— Compito indicato —
Secondo il brano sulla conquista della Luna, dove esplose la prima bomba al plutonio? Rispondi con una frase, per favore.

— Brano estratto —
La conquista della Luna: ricordi, tecnologia e sogno

In occasione dei 50 anni dallo storico allunaggio, una riflessione sull’oggetto celeste che più di ogni altro ha acceso la fantasia degli uomini “incarnando” e veicolando alcuni aspetti femminili

di Alberto Piastrellini

Decisamente la terza decade di luglio ha il potere di ricordarci due anniversari che, quest’anno, assumono un sapore tutto particolare: il 16 luglio (del 1945), iniziò ufficialmente l’“era nucleare”, con l’esplosione presso Alamogordo (New Mexico) della prima bomba al plutonio nell’ambito del Programma Manhanttan; il 20 luglio (del 1969) avvenne (anche se taluni continuano a sostenere il contrario) lo storico sbarco sulla Luna.

Materiale estratto:
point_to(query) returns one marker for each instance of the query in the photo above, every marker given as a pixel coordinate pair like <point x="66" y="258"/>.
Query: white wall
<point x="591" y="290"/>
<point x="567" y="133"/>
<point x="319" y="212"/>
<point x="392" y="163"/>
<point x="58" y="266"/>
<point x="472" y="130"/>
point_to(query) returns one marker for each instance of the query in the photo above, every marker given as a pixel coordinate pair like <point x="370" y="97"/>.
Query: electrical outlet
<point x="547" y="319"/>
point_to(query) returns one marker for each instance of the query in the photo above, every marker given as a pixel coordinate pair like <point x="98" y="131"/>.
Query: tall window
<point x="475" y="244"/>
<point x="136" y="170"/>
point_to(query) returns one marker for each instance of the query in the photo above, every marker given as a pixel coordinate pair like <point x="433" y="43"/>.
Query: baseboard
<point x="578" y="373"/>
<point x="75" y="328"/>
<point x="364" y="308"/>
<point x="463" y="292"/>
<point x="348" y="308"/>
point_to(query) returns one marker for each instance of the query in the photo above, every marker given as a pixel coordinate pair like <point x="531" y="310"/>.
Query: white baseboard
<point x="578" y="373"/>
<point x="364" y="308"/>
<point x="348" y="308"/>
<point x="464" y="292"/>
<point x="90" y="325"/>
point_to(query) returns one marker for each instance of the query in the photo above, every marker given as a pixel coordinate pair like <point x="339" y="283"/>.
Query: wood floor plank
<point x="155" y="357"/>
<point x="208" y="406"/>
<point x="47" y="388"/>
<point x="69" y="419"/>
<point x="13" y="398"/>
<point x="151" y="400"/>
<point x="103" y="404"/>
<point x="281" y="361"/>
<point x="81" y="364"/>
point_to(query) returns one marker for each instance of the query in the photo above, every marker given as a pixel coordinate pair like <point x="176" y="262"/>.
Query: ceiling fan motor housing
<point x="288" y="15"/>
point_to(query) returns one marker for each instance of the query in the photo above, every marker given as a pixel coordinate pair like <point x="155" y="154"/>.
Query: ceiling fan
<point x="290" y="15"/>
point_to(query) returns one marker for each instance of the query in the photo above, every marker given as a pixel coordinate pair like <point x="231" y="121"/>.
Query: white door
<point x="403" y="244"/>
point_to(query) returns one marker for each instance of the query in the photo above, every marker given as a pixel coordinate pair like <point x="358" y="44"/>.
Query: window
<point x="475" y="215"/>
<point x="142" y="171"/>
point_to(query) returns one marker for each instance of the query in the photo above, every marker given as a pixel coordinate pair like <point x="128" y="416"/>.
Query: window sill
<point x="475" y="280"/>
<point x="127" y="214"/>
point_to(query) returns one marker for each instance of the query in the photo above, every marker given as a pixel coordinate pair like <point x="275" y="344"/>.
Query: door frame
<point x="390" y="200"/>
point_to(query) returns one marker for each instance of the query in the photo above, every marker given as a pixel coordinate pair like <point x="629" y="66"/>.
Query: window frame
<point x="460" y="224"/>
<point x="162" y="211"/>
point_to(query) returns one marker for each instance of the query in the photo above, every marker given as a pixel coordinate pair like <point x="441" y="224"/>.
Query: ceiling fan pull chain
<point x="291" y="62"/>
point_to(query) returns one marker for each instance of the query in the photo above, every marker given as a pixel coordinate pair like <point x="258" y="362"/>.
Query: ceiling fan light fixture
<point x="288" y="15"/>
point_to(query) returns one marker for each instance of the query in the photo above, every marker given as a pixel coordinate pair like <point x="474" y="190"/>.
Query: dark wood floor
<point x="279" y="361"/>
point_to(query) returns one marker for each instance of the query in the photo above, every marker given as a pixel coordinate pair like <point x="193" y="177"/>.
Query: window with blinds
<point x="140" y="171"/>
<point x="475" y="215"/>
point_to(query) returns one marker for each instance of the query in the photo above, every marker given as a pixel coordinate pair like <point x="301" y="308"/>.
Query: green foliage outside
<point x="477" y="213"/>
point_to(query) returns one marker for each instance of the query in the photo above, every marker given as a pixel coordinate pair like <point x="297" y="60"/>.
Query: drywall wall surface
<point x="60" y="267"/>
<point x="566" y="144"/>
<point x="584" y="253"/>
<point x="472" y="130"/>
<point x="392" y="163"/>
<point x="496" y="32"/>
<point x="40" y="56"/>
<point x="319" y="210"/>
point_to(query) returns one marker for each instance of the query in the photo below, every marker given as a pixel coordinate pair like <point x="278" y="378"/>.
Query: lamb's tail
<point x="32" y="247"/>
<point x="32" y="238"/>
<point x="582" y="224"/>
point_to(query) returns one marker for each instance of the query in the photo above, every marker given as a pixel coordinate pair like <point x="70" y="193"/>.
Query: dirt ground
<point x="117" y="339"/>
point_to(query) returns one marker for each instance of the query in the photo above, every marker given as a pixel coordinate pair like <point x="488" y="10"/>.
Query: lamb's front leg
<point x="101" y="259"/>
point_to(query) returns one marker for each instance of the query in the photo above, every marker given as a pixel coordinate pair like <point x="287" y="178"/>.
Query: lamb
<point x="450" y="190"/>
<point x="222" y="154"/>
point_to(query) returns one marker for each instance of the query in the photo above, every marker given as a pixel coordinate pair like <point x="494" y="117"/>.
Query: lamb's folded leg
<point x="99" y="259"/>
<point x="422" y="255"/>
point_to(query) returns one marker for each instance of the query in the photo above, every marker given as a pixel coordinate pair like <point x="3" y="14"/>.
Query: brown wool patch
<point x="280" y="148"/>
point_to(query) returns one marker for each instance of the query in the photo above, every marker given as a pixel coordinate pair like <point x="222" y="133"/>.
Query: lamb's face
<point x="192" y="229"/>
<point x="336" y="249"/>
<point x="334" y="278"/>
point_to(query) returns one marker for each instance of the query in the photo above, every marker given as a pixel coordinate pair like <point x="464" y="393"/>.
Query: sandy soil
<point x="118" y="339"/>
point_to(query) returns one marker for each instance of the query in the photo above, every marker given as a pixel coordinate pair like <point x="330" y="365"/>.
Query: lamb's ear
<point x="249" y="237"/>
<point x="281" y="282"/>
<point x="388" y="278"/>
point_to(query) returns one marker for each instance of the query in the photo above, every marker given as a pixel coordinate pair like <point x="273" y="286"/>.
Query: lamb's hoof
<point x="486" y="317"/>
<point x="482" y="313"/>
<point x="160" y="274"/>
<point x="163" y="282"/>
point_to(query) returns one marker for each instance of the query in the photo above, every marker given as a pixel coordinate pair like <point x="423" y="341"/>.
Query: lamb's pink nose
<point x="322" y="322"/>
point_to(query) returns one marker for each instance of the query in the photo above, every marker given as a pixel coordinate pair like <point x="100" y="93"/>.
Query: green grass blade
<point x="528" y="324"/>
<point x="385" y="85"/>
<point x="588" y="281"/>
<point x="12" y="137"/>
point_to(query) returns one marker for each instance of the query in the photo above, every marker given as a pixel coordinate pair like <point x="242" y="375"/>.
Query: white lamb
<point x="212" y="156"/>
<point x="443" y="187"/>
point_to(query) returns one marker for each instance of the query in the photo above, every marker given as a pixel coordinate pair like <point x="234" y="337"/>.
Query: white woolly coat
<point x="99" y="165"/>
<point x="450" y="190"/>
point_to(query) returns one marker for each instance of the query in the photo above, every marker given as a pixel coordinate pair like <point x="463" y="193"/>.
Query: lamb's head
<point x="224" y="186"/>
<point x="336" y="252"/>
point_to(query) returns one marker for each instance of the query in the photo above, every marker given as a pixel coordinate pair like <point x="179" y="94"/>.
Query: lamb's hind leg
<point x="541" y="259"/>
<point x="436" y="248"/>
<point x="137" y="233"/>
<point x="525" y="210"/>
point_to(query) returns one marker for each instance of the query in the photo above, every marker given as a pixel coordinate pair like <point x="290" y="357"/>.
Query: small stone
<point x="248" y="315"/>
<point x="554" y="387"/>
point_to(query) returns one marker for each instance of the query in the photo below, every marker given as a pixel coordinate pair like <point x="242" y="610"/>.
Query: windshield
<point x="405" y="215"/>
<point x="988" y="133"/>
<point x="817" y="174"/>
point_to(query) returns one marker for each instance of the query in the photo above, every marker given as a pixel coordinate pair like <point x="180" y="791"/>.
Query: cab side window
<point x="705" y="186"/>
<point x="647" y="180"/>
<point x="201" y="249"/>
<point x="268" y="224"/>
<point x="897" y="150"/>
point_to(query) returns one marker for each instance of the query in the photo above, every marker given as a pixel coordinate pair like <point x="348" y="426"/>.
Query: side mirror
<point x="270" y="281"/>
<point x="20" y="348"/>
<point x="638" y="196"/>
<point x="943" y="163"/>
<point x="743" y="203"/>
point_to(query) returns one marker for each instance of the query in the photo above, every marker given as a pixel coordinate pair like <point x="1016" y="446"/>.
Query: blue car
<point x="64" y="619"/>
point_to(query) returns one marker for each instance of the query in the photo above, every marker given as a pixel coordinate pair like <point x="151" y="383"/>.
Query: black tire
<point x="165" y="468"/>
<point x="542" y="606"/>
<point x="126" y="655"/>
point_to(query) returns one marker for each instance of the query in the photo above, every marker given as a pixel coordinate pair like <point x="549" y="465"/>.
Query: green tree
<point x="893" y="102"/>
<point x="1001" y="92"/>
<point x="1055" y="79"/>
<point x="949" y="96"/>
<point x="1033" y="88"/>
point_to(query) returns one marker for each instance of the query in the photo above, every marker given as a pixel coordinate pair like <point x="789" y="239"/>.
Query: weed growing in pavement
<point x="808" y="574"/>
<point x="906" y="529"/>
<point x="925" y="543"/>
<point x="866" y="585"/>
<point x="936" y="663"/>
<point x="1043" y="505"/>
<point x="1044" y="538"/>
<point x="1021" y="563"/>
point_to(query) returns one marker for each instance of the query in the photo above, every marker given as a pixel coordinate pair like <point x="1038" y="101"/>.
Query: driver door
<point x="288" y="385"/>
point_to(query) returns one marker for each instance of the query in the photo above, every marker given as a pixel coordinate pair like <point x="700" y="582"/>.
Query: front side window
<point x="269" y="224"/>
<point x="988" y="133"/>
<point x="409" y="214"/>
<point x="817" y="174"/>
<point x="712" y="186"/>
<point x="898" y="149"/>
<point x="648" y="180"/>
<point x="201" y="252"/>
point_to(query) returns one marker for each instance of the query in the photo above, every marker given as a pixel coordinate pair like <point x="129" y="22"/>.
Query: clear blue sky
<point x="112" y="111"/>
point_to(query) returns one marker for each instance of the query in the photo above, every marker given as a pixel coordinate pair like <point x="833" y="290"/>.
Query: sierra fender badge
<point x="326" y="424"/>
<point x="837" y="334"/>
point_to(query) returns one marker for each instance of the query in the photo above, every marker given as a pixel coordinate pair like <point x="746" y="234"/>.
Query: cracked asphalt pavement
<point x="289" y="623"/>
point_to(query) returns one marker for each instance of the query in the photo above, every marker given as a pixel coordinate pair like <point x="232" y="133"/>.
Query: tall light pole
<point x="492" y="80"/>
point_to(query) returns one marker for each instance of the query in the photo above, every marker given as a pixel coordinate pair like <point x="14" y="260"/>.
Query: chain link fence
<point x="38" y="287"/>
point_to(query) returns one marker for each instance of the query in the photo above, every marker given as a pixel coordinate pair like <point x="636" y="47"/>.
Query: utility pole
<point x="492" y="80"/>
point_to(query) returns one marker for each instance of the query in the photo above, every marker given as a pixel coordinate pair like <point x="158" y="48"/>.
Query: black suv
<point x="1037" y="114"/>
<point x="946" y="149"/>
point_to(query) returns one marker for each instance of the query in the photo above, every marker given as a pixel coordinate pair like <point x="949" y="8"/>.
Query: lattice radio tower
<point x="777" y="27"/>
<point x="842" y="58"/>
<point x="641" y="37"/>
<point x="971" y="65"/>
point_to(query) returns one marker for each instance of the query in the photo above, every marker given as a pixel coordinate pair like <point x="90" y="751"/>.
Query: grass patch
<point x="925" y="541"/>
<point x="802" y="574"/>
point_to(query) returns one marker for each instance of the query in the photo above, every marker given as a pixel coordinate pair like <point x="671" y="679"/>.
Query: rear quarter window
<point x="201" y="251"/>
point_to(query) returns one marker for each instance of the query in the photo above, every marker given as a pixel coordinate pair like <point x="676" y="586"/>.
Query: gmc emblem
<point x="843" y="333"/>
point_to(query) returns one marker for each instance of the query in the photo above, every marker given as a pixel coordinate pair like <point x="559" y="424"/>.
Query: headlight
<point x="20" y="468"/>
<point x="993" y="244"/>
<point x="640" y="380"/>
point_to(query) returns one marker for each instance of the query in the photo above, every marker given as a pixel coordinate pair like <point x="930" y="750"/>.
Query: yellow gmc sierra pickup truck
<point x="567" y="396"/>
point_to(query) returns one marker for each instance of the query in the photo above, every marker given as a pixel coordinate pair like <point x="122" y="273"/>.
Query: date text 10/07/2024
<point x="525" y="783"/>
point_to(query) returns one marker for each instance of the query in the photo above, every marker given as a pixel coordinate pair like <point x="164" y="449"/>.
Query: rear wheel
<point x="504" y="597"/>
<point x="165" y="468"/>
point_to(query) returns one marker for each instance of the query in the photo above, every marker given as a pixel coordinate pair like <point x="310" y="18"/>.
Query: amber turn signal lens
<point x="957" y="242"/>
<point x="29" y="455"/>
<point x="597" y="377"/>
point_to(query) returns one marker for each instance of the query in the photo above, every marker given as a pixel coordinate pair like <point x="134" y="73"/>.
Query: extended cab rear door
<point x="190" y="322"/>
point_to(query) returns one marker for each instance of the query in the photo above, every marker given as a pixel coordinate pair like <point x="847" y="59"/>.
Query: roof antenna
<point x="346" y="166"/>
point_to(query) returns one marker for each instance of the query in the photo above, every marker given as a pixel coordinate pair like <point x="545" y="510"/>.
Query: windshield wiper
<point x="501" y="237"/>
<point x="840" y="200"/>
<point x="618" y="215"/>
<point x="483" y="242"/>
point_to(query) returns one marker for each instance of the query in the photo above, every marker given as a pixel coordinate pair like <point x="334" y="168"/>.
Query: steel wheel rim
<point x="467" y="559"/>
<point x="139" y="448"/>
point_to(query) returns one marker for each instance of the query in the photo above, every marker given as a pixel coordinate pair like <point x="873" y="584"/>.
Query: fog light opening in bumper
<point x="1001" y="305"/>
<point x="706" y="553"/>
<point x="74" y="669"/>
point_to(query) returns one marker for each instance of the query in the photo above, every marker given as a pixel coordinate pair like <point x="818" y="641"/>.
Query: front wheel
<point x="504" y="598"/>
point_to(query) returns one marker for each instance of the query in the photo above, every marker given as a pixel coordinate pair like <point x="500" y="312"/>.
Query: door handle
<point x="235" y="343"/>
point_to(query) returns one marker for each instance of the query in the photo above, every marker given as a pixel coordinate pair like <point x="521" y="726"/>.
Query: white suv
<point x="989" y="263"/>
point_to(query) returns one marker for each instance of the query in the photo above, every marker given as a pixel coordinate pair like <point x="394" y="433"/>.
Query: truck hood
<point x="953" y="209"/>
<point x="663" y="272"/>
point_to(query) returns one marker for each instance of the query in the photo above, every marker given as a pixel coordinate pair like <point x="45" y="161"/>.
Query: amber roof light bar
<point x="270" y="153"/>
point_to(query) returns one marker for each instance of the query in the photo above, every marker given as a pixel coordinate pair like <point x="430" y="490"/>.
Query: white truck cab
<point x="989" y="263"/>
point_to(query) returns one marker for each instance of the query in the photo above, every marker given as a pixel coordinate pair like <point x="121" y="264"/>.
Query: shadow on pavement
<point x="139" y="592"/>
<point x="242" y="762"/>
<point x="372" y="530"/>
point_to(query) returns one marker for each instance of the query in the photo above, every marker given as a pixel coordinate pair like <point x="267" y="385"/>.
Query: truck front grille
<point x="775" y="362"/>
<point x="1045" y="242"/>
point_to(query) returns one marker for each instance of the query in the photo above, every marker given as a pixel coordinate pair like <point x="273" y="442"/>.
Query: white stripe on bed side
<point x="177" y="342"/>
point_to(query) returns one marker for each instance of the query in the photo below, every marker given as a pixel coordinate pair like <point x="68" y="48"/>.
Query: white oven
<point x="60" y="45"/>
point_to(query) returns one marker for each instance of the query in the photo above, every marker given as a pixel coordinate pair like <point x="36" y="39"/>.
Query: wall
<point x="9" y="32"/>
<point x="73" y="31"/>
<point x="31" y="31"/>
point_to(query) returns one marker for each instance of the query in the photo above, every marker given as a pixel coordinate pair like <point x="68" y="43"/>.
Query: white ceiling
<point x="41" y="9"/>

— Risultato del compito —
La prima bomba al plutonio esplose presso Alamogordo, nel New Mexico.